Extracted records
## START
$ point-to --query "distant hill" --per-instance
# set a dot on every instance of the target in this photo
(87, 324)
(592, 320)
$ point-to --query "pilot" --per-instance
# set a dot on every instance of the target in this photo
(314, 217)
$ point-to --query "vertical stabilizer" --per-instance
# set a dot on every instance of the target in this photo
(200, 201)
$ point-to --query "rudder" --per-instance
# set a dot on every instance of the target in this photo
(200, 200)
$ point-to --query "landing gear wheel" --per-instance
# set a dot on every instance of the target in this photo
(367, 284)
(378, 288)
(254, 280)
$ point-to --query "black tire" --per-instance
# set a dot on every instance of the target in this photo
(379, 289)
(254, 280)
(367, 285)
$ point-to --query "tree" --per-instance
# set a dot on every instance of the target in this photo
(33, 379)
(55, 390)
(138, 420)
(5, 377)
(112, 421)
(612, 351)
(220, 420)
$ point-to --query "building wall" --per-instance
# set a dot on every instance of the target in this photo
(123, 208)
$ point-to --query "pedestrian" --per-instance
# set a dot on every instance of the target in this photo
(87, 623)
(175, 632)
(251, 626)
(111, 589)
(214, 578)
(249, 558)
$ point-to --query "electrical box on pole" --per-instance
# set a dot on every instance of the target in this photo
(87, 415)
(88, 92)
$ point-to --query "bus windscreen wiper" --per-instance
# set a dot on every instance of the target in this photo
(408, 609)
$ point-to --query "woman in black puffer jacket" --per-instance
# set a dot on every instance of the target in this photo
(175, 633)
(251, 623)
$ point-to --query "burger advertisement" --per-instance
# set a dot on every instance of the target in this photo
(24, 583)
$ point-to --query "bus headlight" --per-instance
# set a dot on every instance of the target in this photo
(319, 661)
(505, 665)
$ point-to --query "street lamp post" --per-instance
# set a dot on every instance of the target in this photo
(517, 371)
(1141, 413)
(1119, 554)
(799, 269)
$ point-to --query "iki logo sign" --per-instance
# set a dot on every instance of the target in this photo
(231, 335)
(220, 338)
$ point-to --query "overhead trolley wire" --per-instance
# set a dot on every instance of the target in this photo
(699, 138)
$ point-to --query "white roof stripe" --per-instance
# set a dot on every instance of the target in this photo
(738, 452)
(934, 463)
## END
- What the task asks
Set down, unchanged, the line that contains "in black puffer" together with every later line in the records, through the last one.

- Output of the task
$ point-to --query "woman in black puffer jacket" --per-instance
# set a dot on every instance of the target in this photo
(175, 633)
(251, 623)
$ point-to --query "burger advertisement" --per-instance
# set a dot on every instance of the target in this photo
(24, 583)
$ point-to --query "bus headlight" --per-instance
# set a dot on every instance of the target in this photo
(319, 661)
(505, 665)
$ point-to --query "street lamp post" --per-instance
# set a dot on every instance of the target in this photo
(517, 371)
(1141, 413)
(1119, 554)
(799, 269)
$ point-to --query "iki logo sign" --per-instance
# set a dot on every instance of the target in this photo
(231, 335)
(220, 338)
$ point-to --query "overhead trolley wire" --per-instance
# set a dot on every instance of the target in this photo
(699, 138)
$ point-to --query "white roof stripe" --per-instance
# set a dot on every instance of the target in this photo
(738, 452)
(934, 463)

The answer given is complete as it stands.